EXERCISE INSTRUCTIONS ▸
Give again the line that contains "Target: horse's hoof", plus every line after it to the end of the records, unchanged.

+++

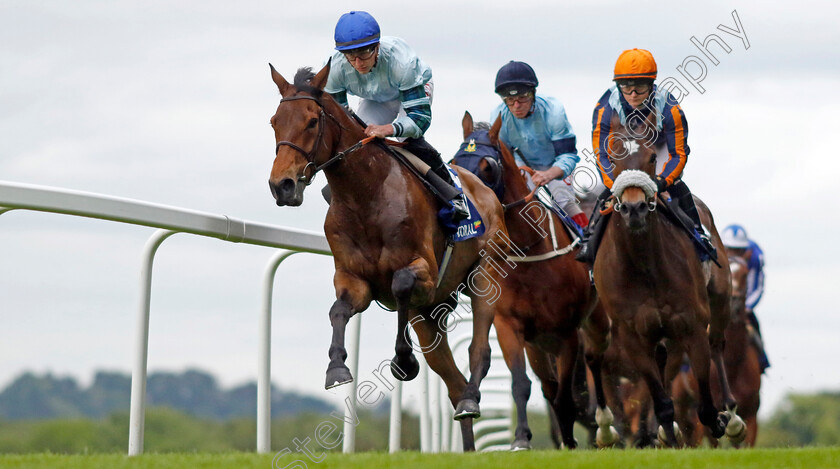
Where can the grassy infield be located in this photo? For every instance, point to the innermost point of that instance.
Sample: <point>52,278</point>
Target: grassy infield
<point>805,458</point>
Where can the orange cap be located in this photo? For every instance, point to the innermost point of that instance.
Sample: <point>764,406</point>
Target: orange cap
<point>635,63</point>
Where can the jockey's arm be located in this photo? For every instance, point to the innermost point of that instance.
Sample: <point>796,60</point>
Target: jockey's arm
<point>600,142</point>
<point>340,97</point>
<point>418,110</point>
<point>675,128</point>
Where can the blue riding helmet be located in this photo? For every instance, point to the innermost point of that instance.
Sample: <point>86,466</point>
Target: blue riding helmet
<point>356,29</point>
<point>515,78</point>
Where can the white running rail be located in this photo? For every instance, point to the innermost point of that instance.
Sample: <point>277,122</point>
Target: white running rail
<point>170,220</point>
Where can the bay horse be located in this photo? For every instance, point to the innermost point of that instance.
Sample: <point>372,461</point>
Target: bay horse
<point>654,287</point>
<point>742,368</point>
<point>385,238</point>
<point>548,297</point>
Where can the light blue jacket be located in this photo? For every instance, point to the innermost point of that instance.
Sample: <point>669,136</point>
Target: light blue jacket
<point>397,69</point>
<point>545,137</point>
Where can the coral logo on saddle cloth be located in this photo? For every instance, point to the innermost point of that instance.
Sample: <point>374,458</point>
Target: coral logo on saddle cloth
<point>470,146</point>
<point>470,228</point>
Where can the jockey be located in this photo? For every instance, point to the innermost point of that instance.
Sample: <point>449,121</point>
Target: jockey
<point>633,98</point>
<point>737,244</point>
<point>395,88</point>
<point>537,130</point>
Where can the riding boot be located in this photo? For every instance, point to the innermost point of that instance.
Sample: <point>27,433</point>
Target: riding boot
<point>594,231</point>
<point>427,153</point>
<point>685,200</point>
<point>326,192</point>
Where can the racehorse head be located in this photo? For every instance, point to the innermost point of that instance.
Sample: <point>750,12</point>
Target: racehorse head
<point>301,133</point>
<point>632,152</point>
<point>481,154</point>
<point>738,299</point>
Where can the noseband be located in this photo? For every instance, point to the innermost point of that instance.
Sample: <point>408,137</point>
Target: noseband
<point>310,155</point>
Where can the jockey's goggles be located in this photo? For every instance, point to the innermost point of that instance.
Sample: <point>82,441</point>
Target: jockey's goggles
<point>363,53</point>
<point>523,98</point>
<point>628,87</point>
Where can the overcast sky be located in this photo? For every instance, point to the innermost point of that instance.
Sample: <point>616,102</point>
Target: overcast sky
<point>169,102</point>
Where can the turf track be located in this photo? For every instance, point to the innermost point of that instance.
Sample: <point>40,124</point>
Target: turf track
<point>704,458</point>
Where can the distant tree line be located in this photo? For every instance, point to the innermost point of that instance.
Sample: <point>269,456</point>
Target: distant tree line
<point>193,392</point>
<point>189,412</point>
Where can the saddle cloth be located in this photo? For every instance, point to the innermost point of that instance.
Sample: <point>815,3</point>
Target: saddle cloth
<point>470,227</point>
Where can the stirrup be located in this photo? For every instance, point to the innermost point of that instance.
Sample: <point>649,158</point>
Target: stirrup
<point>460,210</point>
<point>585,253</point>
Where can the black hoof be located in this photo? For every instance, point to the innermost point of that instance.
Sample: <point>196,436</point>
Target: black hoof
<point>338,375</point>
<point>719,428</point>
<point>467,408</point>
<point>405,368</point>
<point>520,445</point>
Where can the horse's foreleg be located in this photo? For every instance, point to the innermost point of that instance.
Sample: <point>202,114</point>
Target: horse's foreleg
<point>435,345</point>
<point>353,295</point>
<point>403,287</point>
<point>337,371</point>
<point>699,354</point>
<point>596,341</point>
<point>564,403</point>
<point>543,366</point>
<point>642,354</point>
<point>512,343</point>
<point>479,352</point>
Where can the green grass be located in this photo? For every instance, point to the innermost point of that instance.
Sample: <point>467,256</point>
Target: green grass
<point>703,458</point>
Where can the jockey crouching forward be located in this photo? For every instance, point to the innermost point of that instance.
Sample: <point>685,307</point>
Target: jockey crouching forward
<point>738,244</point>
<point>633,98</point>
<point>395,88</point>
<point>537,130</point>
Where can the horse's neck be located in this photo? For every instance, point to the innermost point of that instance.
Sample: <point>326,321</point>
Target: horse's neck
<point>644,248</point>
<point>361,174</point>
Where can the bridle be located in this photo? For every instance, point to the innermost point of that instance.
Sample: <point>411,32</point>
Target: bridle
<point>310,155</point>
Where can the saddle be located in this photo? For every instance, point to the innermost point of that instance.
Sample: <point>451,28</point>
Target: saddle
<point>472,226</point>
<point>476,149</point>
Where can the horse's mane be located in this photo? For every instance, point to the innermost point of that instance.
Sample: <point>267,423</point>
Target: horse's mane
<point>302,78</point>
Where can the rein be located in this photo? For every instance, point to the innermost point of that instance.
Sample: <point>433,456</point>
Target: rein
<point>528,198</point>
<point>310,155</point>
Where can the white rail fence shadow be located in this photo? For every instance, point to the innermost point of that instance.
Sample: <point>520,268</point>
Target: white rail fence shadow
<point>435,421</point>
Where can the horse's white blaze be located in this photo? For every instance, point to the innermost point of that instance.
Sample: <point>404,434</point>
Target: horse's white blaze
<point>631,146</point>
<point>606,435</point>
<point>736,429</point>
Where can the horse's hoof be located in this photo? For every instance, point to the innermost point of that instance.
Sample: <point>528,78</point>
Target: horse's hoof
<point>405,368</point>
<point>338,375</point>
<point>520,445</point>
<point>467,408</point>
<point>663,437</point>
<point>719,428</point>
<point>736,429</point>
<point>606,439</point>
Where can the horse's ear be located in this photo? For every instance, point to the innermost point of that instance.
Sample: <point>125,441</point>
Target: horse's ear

+++

RESULT ▸
Target: horse's hoof
<point>405,368</point>
<point>338,375</point>
<point>520,445</point>
<point>467,408</point>
<point>663,437</point>
<point>719,428</point>
<point>736,429</point>
<point>606,439</point>
Where can the horse's ear be located in this photo? For every instance, point to the innermost point of that instance.
Sample: <point>125,441</point>
Target: horse's ear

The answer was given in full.